### WHAT THE EXERCISE ASKS
Copy only what runs from the line containing "the church window" through the end of the material below, line for line, with both ends included.

### RECORDS TO USE

++++

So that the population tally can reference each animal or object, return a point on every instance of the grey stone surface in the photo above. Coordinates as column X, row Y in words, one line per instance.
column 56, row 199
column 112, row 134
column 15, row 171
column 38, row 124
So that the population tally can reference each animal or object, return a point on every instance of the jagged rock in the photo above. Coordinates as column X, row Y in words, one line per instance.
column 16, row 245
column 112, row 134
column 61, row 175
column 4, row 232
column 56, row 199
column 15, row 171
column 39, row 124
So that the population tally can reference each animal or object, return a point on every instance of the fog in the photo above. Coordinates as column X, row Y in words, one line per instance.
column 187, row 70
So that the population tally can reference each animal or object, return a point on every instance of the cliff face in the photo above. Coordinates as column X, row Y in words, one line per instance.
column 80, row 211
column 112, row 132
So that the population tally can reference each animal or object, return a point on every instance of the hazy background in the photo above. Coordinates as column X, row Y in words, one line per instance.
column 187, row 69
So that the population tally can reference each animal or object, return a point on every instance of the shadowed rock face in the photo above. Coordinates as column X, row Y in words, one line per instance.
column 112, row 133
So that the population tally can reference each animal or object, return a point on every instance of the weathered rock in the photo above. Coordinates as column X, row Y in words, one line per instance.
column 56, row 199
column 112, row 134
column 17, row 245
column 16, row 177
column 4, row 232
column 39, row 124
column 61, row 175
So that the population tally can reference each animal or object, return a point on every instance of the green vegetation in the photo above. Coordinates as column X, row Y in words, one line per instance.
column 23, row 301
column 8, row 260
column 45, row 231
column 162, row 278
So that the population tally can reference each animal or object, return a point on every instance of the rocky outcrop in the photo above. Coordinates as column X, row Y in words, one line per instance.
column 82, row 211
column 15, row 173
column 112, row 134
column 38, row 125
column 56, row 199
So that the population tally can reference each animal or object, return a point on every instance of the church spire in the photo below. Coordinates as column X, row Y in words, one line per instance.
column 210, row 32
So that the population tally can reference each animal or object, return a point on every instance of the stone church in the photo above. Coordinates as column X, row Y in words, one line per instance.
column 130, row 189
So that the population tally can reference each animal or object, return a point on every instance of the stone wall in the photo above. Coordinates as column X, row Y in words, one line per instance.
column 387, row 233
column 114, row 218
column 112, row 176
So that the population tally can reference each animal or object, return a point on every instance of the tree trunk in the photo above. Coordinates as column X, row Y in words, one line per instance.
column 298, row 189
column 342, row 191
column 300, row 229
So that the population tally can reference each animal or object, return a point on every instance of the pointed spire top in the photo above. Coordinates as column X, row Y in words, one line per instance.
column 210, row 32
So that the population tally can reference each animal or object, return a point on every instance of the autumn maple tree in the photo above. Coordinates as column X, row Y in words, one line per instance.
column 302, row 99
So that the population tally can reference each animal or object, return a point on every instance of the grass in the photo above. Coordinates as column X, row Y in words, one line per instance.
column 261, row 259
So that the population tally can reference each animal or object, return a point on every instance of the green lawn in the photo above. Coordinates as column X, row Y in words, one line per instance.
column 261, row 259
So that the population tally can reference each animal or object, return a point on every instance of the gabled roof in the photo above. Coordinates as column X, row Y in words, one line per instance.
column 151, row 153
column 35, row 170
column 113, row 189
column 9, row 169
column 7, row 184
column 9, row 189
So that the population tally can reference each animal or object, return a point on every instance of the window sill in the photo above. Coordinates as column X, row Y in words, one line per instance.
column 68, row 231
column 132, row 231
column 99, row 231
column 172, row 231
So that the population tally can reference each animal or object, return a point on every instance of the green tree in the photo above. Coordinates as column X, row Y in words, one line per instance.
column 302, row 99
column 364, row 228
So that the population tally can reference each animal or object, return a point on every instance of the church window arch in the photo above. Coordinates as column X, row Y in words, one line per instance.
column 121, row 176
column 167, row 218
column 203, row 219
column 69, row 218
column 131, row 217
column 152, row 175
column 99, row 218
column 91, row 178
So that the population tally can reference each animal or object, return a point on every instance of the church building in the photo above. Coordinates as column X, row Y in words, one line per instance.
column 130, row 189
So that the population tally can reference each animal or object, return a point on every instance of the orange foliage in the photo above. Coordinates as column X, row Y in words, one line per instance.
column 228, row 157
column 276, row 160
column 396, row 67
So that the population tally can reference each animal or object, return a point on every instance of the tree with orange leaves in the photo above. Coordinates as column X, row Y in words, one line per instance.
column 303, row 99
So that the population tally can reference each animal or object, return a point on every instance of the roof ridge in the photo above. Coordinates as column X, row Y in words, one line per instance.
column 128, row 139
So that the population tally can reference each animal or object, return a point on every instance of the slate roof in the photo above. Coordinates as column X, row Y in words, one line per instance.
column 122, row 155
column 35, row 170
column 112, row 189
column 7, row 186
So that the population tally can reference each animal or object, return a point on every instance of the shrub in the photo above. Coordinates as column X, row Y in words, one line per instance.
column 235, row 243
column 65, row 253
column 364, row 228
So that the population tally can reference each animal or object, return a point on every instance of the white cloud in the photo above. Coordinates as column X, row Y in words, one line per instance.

++++

### TASK SOLUTION
So that the population tally can reference each animal or object, return a point on every instance of the church window arch in the photo above. Coordinates as column X, row Y in words, one line per instance.
column 121, row 176
column 167, row 218
column 203, row 219
column 69, row 218
column 131, row 217
column 152, row 175
column 99, row 218
column 91, row 178
So that the population tally can reference each animal or object, return a point on every instance of the church building in the photo above. Coordinates as column X, row Y in words, one line per instance.
column 130, row 189
So that the population tally can reference each animal or object, return a point on every instance of the orange foliage in the photo above. Coordinates as column X, row Y in words, one line per instance.
column 228, row 157
column 276, row 160
column 396, row 67
So that the population tally can reference each animal or object, return a point on every instance of the tree with orange leaves in the photo above. Coordinates as column X, row Y in words, one line per instance.
column 303, row 99
So that the population tally can reference each animal or object, return a point on every instance of the roof ridge in the photo above. Coordinates as column X, row Y in words, one line per instance.
column 128, row 139
So that the population tally can reference each animal or object, return a point on every instance of the slate roof in the photo above. Coordinates as column X, row Y in words, one line per instance.
column 122, row 155
column 35, row 170
column 112, row 189
column 7, row 186
So that the population tally can reference each animal or object, return a point on every instance of the shrub in the photo above. Coordinates as column X, row Y in words, one line per instance.
column 235, row 243
column 65, row 253
column 364, row 228
So that the population tally can reference each animal or object, return a point on every instance of the white cloud in the photo above. Coordinates as column X, row Y in words, one line per instance.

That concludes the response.